→ **Texte de la page**
----

Une misère économie de guerre
Les chapitres militaires prirent désormais la part du lion dans le budget national. L’armement accapara l’essentiel des possibilités d’endettement extérieur. Le pays souffrait déjà de la sècheresse. La guerre se révéla être pire que la sécheresse. Les deux phénomènes conjugués rendaient la vie quotidienne des populations intenable. D’ailleurs sans la sécheresse, l’armée aurait connu de sérieux problèmes de recrutement, manquant ainsi d’alimenter de nouveaux contingents. Les jeunes affluaient devant les bureaux de recrutement, non par patriotisme, mais essentiellement pour la survie. Ils étaient concurrencés par des milliers d’adultes, refoulés par le marché du travail ou ayant fait faillite dans d’autres activités civiles. Ils se bousculaient devant les bureaux de recrutement de soldats pour le front. Souvent, leurs bérets verts, dissimulaient difficilement leurs cheveux blancs. Comme dans toute guerre à caractère expansionniste, les slogans chauvins captivaient facilement les foules.
Destruction de notre patrimoine naturel
Avec la prolifération des armes dans le pays, des milliers de citoyens s’adonnèrent à cœur joie à la chasse, ce qui va accélérer la destruction de la faune sauvage du pays.
Le MND, désormais fortement affaibli, ne constituait plus un obstacle majeur pour le pouvoir. Notre groupe, l’aile du mouvement, ouvertement opposée à la guerre, était préoccupé d’abord par la réorganisation interne de ce qui reste du mouvement. L’accord bilatéral de partage du territoire du Sahara Occidental avait pour première conséquence la perte progressive de la souveraineté de notre pays.

----

→ **Consigne 1**
Rassemblez toutes les lignes de la liste qui contiennent la chaîne « airport », en tenant compte de la casse.
Le texte sur l'économie de guerre et la liste n'ont pas la même source.

(Entrées d'étiquetage de la position d'objets)

----

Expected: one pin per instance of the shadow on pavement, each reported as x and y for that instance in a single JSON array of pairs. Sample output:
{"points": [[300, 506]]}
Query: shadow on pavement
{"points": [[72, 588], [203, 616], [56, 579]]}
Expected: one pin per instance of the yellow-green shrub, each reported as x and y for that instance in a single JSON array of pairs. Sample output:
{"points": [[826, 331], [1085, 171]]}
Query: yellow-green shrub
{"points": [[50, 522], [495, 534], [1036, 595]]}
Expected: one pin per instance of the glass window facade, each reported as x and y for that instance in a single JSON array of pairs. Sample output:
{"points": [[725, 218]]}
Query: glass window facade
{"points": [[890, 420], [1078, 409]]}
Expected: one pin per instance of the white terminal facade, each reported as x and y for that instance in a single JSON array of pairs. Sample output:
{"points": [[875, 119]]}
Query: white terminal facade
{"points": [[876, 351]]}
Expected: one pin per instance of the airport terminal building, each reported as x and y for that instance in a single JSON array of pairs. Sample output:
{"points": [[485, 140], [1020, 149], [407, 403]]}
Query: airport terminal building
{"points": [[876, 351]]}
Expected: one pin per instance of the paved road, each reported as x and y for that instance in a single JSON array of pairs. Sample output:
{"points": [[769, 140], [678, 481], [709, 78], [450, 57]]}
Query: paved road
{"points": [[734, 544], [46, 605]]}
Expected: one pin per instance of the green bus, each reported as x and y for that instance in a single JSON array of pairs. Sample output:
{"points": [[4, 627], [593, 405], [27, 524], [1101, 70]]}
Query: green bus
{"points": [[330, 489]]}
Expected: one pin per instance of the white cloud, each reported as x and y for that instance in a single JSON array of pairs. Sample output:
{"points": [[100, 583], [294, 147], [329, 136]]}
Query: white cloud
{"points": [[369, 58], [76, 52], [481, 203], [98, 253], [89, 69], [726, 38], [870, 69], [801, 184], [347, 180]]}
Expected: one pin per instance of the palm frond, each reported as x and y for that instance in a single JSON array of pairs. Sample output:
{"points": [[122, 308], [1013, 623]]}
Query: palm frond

----

→ **Consigne 2**
Comment se poursuit le texte sur l'économie de guerre ? Rédigez-en la suite à partir de sa dernière phrase.

→ **Réponse finale 1**
Expected: one pin per instance of the airport terminal building, each reported as x and y for that instance in a single JSON array of pairs. Sample output:
Query: airport terminal building

→ **Réponse finale 2**
Mokhtar Daddah sanctionné
À travers le Maroc, la France souhaitait reprendre en mains les choses en Mauritanie. À l’époque, certains soupçonnaient que l’implication de la Mauritanie dans l’accord de partage, constituait une intelligente manœuvre de la diplomatie française, visant, d’une part, à sanctionner la Mauritanie pour « sa rébellion » contre la France à travers la révision des accords de coopération, et d’autre part à la ramener manu militari dans le giron français. Que ça soit intentionnel ou par pur hasard de calendrier, la France était parvenue à faire d’une pierre deux coups.
L’exploit du Polisario
De toute façon personne ne pouvait imaginer qu’un petit peuple, composé de quelques milliers de nomades, de surcroît des bédouins, pouvait réussir une guérilla en plein désert jusqu’à mettre en déroute une armée aussi puissante, aussi aguerrie et aussi entrainée comme l’armée marocaine, secondée par l’armée mauritanienne et tous les deux, bénéficiant du soutien ferme des puissances occidentales, notamment la France. Prenant en compte de tels faits, Mokhtar Ould Daddah ne pouvait échapper, si facilement, au piège et commettre l’erreur fatale de sa carrière politique.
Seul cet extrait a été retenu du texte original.